> [Task] Reproduce the entries word for word, starting with their first line and going on through the line that contains "163], [252, 163]]]".

— Start of Given data —

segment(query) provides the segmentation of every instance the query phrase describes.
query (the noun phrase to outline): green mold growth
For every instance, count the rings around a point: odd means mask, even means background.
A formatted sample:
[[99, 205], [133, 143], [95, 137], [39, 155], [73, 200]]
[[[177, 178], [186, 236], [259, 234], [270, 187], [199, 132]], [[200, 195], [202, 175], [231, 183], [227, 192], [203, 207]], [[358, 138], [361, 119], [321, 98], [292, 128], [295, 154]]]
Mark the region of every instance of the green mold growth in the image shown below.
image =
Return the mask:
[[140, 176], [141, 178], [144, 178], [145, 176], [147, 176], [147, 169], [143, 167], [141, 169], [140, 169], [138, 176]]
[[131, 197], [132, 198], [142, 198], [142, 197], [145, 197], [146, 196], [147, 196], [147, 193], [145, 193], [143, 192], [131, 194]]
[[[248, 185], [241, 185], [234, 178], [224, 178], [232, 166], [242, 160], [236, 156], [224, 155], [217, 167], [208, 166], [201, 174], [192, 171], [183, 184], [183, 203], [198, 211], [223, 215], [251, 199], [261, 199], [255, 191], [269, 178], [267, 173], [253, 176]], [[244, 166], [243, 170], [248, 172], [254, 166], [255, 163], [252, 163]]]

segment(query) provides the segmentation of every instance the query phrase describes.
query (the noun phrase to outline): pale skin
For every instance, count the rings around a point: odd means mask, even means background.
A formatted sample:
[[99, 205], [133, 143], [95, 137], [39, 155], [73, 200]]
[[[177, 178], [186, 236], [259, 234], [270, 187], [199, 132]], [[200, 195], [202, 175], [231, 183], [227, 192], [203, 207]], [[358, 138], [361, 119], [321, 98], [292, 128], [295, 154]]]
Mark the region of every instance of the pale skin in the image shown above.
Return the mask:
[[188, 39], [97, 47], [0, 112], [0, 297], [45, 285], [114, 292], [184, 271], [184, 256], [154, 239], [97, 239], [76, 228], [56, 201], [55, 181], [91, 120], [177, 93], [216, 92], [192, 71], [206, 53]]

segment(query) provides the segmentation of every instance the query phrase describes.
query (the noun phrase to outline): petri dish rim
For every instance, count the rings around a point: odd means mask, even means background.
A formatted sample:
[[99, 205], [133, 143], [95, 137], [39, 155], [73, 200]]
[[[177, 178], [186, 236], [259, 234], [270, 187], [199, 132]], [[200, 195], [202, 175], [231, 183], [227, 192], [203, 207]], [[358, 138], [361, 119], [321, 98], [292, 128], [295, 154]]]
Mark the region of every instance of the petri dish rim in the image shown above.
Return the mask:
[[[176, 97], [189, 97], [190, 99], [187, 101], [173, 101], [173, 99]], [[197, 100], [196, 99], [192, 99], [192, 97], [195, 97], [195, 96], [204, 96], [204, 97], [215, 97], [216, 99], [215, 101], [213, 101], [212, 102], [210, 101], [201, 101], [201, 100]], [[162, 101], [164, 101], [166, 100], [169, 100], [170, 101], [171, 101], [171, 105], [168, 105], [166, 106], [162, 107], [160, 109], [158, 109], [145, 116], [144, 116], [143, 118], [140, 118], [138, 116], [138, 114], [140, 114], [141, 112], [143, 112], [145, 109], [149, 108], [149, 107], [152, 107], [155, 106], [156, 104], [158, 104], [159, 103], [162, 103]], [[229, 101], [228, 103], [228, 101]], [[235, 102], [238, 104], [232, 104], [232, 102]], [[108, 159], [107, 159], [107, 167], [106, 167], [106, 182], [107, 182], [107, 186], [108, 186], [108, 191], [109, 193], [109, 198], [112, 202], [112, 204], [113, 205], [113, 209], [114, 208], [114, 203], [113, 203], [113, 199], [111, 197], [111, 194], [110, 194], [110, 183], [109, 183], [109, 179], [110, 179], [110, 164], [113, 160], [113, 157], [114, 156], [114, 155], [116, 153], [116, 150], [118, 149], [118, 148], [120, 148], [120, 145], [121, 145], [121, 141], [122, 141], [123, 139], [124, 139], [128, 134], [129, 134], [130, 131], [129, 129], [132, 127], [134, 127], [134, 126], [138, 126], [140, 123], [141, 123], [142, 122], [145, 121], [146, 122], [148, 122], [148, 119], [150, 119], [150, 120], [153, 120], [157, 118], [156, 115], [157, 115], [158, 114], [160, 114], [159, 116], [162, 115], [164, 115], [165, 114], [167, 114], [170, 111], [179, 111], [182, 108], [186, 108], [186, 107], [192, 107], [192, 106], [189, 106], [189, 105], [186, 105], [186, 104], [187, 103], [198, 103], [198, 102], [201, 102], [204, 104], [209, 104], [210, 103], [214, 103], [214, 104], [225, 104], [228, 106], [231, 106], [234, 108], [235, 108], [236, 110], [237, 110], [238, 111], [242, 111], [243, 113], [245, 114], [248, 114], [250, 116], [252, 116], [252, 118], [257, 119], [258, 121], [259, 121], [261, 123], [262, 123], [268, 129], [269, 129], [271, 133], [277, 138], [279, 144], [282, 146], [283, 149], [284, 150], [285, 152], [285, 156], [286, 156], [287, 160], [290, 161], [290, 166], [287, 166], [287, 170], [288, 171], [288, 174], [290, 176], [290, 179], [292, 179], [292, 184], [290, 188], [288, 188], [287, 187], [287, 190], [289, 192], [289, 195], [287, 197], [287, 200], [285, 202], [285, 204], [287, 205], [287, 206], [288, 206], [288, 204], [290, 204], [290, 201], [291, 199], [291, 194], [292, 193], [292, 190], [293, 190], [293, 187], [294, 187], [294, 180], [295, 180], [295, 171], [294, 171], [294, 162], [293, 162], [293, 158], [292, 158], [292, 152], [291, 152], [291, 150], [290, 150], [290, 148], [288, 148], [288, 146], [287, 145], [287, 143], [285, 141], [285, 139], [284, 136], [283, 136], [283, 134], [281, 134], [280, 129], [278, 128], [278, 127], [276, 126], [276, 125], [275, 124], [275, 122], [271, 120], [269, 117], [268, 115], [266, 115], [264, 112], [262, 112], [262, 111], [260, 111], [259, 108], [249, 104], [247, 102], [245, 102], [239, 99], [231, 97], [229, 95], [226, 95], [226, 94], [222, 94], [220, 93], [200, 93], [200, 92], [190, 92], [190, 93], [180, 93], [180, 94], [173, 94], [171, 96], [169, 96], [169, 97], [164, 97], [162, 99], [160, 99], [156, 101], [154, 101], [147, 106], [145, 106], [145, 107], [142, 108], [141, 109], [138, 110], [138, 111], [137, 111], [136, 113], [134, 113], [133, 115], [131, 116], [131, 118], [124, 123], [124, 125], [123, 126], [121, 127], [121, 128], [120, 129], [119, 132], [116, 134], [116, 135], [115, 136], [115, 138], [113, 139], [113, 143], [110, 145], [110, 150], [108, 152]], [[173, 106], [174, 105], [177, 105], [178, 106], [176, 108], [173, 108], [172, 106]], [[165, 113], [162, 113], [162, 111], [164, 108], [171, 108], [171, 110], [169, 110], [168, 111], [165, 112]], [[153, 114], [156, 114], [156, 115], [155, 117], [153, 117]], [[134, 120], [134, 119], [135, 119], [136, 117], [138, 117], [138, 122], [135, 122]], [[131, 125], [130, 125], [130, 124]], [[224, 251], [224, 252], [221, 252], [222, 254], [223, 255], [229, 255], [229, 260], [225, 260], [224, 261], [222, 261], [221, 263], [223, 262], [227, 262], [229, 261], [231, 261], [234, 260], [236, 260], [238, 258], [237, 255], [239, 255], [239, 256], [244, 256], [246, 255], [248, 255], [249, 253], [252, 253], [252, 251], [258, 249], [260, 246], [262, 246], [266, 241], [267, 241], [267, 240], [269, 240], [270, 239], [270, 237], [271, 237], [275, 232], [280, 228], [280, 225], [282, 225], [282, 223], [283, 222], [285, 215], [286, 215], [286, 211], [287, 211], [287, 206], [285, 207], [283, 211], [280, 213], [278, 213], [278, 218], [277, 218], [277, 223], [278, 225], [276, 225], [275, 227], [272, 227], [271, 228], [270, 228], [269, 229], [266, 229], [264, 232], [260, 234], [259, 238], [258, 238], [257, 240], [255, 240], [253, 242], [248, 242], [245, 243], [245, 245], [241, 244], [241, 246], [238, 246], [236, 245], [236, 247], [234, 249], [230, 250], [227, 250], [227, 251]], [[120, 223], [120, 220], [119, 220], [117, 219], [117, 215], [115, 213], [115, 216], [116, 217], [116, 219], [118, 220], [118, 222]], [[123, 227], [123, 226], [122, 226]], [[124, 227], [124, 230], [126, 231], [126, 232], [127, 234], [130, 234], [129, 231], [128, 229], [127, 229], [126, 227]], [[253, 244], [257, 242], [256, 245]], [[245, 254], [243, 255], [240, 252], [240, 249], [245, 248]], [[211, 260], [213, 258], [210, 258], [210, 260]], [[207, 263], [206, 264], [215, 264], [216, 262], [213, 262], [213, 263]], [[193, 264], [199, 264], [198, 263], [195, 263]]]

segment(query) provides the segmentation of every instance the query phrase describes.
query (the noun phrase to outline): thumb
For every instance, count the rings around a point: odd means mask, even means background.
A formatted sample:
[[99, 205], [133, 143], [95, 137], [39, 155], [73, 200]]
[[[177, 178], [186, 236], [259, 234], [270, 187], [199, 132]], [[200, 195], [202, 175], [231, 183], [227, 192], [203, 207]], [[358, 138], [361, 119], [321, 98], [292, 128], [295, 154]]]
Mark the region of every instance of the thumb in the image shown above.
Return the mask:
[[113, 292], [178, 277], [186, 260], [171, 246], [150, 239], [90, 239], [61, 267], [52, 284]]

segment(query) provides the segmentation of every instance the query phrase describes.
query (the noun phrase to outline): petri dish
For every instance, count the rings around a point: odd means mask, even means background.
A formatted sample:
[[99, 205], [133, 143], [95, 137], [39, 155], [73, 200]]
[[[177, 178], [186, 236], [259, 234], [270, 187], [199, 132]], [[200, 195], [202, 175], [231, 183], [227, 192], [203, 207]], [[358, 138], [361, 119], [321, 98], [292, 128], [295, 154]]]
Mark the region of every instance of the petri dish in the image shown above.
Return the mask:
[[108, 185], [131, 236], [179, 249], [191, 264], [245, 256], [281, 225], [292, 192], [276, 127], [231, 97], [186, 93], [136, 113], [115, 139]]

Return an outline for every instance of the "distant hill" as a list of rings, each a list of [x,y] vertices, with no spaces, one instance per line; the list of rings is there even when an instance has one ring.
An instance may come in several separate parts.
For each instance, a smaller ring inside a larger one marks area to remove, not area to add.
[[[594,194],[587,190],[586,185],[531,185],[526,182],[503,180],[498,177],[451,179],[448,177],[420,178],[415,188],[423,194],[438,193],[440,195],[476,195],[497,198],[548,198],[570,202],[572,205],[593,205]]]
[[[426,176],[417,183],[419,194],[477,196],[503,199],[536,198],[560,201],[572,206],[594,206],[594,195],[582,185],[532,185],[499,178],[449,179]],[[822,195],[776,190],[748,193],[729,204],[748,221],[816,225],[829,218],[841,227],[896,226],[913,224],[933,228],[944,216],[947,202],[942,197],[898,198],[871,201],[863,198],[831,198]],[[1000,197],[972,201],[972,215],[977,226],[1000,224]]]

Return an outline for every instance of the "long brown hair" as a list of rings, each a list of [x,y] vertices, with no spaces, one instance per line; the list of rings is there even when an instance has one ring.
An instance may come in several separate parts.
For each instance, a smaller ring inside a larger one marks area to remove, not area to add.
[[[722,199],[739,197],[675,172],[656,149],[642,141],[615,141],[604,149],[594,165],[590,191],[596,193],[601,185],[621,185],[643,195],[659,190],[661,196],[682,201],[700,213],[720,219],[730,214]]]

— End of Given data —

> [Finished answer]
segment(query) provides the segmentation of every instance the query phrase describes.
query (the noun phrase to outline): green mold growth
For every instance, count the rings around a point: odd means mask, even means background.
A formatted sample:
[[99, 205], [133, 143], [95, 137], [39, 155], [73, 200]]
[[[177, 178], [186, 236], [259, 234], [270, 187], [199, 132]], [[200, 195], [202, 175], [231, 183], [227, 192], [203, 207]], [[358, 138], [361, 119], [321, 98], [292, 128], [295, 154]]]
Mark the region of every instance of the green mold growth in the image shown below.
image =
Return the mask:
[[140, 176], [141, 178], [144, 178], [145, 176], [147, 176], [147, 169], [143, 167], [141, 169], [140, 169], [138, 176]]
[[131, 197], [132, 198], [142, 198], [142, 197], [145, 197], [146, 196], [147, 196], [147, 193], [145, 193], [143, 192], [131, 194]]
[[[248, 185], [241, 185], [234, 178], [224, 178], [232, 166], [242, 160], [236, 156], [224, 155], [217, 167], [208, 166], [201, 174], [192, 171], [183, 184], [183, 203], [198, 211], [223, 215], [251, 199], [261, 199], [255, 191], [269, 178], [267, 173], [253, 176]], [[244, 166], [243, 170], [248, 172], [254, 166], [255, 163], [252, 163]]]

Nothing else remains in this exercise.